Opdrachten ->
A - Beantwoord deze vragen over het fragment over schakelbewijs:
(i) Uit welke plaats zei de verdachte volgens aangevers in een aantal gevallen te komen?
(ii) Waarmee dreigde de verdachte enkele slachtoffers?
(iii) Welke instantie staat volgens de rechtbank het gebruik van schakelbewijs toe?
B - Zet het fragment over schakelbewijs voort na de laatste zin.

Fragment ->
Uit voorgaande aangiftes blijkt dat verdachte, die zich steeds “ [pseudoniem verdachte 1] ” noemde en in een aantal gevallen aangaf uit Tilburg te komen, volgens aangevers telkens zei dat hij lid was van [motorclub] , terwijl hij enkele slachtoffers dreigde door een knie of door de knieën te schieten. De rechtbank is van oordeel dat de onderscheidenlijke aangiftes, naast de verklaring van verdachte dat hij telkens met de slachtoffers contact heeft gehad – ook via de telefoon zoals blijkt uit de telecomgegevens van de telefoon van verdachte – en dat hij geld van hen vroeg en ook ontving, in de vorm van schakelbewijs worden ondersteund door de bewijsmiddelen die de rechtbank bezigt met betrekking tot het bewijs van het onder feit 1 primair tenlastegelegde.
De rechtbank overweegt in dit verband dat de Hoge Raad toestaat dat bewijsmiddelen, die ten grondslag zijn gelegd aan de bewezenverklaring van een strafbaar feit, mede worden gebruikt als steunbewijs voor andere, soortgelijke, strafbare feiten (schakelbewijs). Voorwaarde is dat uit dit bewijsmateriaal blijkt van een specifiek gedragspatroon van de verdachte, dat op essentiële punten overeenstemt met de (uit bijvoorbeeld de aangifte blijkende) gang van zaken bij de te bewijzen feiten. Met betrekking tot de modus operandi overweegt de rechtbank dat uit de stukken van het dossier met voldoende zekerheid kan worden vastgesteld dat de onder feit 1 primair tenlastegelegde feiten door verdachte zijn gepleegd. De rechtbank komt tot dat oordeel door de gelijksoortigheid van de werkwijze van verdachte, zoals naar voren is gekomen uit de aangiften en zijn eigen verklaringen daaromtrent en de feiten en omstandigheden waaronder de feiten zijn gepleegd. De rechtbank acht daarbij ook van belang dat aangevers onafhankelijk van elkaar aangifte hebben gedaan van afpersing, dat de verklaringen die de slachtoffers hebben afgelegd gedetailleerd zijn, en dat niet aannemelijk is geworden dat zij op de hoogte waren van de inhoud van de aangifte van de anderen. De rechtbank heeft dan ook geen reden aan de juistheid en betrouwbaarheid van die verklaringen te twijfelen.

Opgeslagen gegevensitems:

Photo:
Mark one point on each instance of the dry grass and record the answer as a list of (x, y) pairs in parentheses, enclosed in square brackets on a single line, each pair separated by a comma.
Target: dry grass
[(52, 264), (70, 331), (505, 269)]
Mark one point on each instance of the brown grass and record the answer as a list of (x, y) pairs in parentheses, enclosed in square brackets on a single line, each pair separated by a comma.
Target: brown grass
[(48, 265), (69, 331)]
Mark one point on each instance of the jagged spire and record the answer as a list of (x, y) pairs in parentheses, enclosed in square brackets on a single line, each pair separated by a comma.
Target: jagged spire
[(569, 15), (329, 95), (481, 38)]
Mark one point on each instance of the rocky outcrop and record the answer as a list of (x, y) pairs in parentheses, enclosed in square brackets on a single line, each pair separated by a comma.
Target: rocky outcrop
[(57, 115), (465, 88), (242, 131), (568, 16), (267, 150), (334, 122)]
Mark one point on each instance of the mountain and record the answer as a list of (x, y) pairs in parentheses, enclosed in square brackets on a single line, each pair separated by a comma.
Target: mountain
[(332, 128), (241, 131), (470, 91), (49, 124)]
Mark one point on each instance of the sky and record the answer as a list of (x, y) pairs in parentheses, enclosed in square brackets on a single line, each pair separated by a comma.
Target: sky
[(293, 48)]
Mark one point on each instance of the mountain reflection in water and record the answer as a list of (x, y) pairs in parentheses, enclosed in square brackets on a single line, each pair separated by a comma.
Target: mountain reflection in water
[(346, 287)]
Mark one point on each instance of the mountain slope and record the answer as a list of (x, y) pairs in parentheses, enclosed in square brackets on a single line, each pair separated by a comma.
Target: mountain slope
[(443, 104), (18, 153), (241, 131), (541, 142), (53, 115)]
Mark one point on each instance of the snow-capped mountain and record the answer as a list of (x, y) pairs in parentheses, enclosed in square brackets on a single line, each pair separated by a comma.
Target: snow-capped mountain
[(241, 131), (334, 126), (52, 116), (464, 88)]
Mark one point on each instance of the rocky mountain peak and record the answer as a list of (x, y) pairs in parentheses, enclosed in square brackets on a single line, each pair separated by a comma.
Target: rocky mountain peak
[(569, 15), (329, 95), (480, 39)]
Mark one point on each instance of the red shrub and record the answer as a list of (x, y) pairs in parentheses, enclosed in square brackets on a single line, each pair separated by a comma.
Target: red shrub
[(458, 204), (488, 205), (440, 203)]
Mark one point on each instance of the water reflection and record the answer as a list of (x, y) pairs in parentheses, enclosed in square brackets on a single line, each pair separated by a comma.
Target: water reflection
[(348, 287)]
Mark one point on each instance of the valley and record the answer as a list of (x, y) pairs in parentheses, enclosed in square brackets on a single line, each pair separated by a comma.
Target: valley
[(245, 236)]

Verwachte antwoorden ->
A -
(i) Uit Tilburg.
(ii) Met het schieten door een knie of door de knieën.
(iii) De Hoge Raad.

B -
In alle gevallen is sprake van contacten tussen aangevers en een door verdachte gecreëerde prostituée via het internet waarna, op zeker moment, verdachte de slachtoffers intimideert en hen zodanig vrees aanjaagt dat zij bereid zijn om hem geld te geven, althans over te maken. Er is dus sprake van eenzelfde manier van handelen van verdachte, zij het dat verdachte zich in het geval van aangever [slachtoffer 3] heeft laten vergezellen van een (onbekend gebleven) mededader, zodat er in dat geval sprake is van medeplegen.
Aangevers voelden zich zonder uitzondering geïntimideerd en waren bang. Gelet hierop en op de hiervoor geschetste werkwijze van verdachte is er geen sprake van oplichting, maar is wettig en overtuigend bewezen dat hier telkens sprake was van afpersing. Het verweer van de verdediging strekkende tot vrijspraak van het onder feit 1 primair tenlastegelegde vindt zijn weerlegging in de gebezigde bewijsmiddelen en wordt dus verworpen.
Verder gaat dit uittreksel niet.